People and organisations
- Head of state: Emperor Akihito
- Head of government: Shinzo Abe
- Member party: LDP–NKP Coalition
- Status in legislature: HoR: LDP-K Coalition supermajority HoC: LDP-K Coalition majority
- Opposition party: Democratic Party of Japan
- Opposition leader: Ichirō Ozawa

History
- Election: 2007 councillors election
- Legislature term: 172th National Diet
- Predecessor: Koizumi III
- Successor: Yasuo Fukuda

= First Abe cabinet =

90th Cabinet of Japan (2006–2007)

The First Abe cabinet governed Japan under the leadership of Prime Minister Shinzo Abe from September 2006 to September 2007. The government was a coalition between the Liberal Democratic Party and the Komeito and controlled both the upper and lower houses of the National Diet.The cabinet faced policy issues regarding government debts and the shrinking population.

Dataset entries:
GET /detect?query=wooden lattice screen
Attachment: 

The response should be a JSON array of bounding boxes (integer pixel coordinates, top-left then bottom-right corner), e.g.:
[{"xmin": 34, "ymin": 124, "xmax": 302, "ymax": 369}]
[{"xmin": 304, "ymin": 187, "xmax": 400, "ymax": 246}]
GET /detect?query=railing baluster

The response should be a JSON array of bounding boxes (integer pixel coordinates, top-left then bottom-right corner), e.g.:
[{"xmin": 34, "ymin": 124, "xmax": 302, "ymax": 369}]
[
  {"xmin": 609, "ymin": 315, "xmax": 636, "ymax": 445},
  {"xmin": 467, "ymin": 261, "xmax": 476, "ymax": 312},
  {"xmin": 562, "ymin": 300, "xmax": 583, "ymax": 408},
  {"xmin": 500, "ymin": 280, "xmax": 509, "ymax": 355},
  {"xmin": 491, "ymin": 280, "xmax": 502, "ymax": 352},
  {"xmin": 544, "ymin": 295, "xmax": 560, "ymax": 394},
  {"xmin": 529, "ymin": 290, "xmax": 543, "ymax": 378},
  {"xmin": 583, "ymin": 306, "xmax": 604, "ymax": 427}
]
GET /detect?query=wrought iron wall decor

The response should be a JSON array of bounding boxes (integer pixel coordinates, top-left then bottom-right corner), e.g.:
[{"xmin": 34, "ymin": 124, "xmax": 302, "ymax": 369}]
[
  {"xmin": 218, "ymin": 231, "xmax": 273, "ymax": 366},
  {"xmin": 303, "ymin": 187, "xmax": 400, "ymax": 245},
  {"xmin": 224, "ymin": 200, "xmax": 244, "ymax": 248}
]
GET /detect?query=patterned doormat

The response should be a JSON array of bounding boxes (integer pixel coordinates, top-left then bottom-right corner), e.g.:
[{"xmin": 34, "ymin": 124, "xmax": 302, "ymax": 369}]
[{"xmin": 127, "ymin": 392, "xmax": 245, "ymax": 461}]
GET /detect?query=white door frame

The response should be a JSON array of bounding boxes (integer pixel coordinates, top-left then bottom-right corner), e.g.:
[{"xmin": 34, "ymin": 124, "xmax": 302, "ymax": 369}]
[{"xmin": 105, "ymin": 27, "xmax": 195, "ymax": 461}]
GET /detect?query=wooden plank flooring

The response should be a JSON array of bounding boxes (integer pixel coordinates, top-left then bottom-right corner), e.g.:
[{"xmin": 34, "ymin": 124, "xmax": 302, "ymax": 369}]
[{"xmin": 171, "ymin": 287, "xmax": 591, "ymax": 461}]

Task to carry out:
From the Abe cabinet text above, return the words starting at "The First Abe" and ending at "the shrinking population.", copied verbatim.

Response below:
The First Abe cabinet governed Japan under the leadership of Prime Minister Shinzo Abe from September 2006 to September 2007. The government was a coalition between the Liberal Democratic Party and the Komeito and controlled both the upper and lower houses of the National Diet.The cabinet faced policy issues regarding government debts and the shrinking population.